> _RECORD SET_
::::::::::
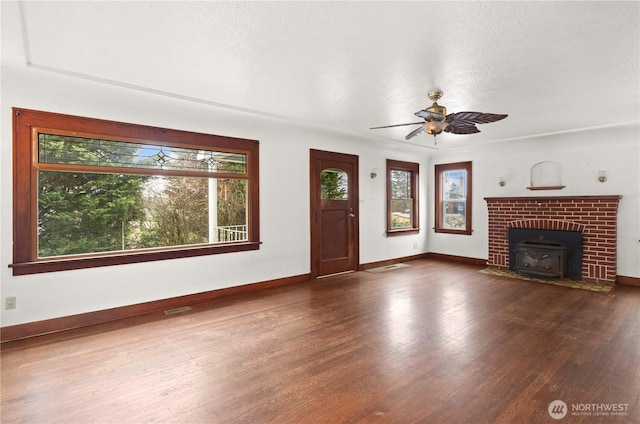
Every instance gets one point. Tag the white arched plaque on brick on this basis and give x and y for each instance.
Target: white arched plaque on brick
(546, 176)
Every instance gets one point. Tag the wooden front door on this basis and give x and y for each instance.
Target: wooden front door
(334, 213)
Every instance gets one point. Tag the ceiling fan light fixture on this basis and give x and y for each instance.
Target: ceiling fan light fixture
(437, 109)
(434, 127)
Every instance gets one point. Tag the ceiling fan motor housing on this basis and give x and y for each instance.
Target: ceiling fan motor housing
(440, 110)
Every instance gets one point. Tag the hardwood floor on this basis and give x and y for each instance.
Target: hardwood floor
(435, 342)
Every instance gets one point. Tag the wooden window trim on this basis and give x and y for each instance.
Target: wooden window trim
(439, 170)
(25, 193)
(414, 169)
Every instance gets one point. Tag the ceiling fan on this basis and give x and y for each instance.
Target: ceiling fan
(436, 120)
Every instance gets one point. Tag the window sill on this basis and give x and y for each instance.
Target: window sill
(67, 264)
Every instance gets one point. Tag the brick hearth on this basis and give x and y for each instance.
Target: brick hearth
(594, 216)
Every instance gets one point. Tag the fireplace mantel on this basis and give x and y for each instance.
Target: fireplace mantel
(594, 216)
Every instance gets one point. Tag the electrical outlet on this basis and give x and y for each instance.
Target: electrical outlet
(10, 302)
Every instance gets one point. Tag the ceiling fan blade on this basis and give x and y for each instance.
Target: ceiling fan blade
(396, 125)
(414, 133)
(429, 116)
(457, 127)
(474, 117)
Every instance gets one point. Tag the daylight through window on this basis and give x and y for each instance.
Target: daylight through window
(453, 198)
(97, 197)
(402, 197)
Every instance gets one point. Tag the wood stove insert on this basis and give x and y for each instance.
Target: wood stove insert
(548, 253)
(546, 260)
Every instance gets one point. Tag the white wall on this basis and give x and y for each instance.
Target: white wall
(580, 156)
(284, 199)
::::::::::
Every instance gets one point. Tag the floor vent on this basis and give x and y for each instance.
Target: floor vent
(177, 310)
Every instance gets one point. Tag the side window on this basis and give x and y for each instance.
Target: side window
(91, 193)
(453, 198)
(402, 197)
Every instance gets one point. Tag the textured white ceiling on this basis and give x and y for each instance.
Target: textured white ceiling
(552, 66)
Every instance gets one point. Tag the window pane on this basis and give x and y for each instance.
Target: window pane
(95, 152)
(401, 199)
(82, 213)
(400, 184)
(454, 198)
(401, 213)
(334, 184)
::::::::::
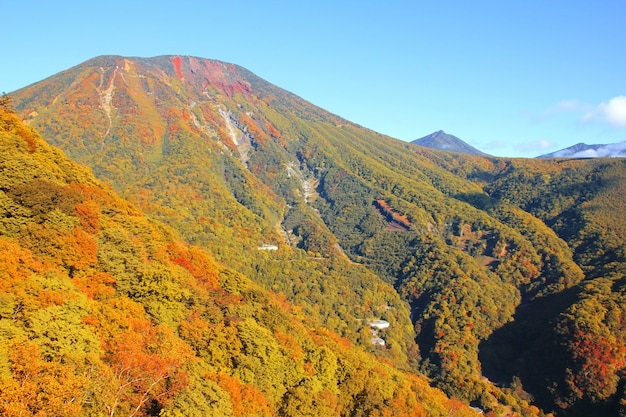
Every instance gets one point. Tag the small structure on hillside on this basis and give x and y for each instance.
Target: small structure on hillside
::::::::::
> _YOUR OBJECTIVE_
Pull out every line in the items above that contains the word "housing", counting only matches with the same uppercase and lowercase letters.

> _RESPONSE_
Every instance gets one point. Tag the ceiling fan motor housing on this basis and give x and y for each instance.
Target: ceiling fan motor housing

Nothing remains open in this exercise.